• **TEXT PROVIDED**:
——
Finally, we submit the job and wait for its completion. If the job completes successfully, we exit with a status code of 0; otherwise, we exit with a status code of 1.
To run the job, you can use the following command:
javac -source 8 -target 8 -classpath "/home/hadoop/:/home/hadoop/hadoop/share/hadoop/common/hadoop-common-3.3.6.jar:/home/hadoop/hadoop/share/hadoop/mapreduce/hadoop-mapreduce-client-core-3.3.6.jar:/home/hadoop/hadoop/share/hadoop/common/lib/*" -d /home/hadoop /home/hadoop/WordLengthMapper.java /home/hadoop/CompositeKey.java /home/hadoop/WordLengthReducer.java /home/hadoop/WordLengthDriver.java
jar cvf word-length.jar *.class
hadoop jar word-length.jar WordLengthDriver /input /output
Finally, we can check the results by running the following command:
hadoop fs -cat /output/*
Example output:
A:3 Amr
A:6 AADzCv
A:10 AlGyQumgIl
...
——
• **Dataset excerpts on object pointing**:
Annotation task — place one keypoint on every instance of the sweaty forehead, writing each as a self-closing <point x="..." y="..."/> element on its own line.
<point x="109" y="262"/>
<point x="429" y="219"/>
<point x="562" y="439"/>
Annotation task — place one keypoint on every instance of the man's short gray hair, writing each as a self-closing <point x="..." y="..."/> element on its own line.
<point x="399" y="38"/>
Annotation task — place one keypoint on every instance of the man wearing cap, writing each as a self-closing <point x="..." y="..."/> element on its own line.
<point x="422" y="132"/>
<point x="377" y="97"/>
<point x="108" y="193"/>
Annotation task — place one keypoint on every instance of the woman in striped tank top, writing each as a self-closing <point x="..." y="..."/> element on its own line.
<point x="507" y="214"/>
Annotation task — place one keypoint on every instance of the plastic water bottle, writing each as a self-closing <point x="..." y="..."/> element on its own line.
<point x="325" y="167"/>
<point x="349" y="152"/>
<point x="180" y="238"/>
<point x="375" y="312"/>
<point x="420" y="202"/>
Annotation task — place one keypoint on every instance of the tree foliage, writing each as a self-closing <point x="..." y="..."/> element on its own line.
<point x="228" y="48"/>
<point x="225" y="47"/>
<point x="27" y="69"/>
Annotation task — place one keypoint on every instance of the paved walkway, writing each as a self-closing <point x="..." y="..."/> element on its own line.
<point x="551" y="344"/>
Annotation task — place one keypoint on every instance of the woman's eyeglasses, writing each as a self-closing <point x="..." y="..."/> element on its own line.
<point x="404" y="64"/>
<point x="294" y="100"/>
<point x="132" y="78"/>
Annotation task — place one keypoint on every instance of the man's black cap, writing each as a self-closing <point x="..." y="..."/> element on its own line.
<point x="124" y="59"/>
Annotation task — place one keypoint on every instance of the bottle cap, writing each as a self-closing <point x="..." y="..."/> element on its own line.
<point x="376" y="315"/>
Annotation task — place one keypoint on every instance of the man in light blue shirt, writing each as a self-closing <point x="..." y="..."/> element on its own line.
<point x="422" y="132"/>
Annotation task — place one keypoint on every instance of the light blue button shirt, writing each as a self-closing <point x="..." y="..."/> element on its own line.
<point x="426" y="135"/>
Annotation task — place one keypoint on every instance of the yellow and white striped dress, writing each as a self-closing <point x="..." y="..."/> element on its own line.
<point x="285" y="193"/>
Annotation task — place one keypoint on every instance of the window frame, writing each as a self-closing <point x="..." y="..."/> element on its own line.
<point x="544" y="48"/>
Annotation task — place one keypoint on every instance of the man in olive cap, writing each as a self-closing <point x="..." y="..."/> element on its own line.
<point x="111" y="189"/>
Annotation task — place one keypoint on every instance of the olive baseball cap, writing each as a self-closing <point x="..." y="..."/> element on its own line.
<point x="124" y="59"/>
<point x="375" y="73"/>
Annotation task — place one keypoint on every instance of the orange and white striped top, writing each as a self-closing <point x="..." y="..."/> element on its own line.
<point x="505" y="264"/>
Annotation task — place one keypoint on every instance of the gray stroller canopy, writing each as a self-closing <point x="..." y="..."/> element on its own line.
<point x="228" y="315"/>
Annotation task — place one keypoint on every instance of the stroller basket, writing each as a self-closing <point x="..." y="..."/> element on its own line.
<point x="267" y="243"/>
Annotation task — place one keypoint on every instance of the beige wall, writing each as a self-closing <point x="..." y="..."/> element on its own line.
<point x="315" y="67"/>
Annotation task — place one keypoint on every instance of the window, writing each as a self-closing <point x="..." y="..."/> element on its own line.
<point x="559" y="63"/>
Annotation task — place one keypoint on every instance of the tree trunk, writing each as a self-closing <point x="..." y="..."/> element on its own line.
——
• **THE TASKS**:
[a] From the Hadoop job text above, reproduce the passage starting at "Finally, we submit" and ending at "status code of 1.".
[b] In the Hadoop job text, what status code does the program exit with when the job completes successfully?

• **SOLUTIONS TO THE EXERCISE**:
[a]
Finally, we submit the job and wait for its completion. If the job completes successfully, we exit with a status code of 0; otherwise, we exit with a status code of 1.

[b] A status code of 0.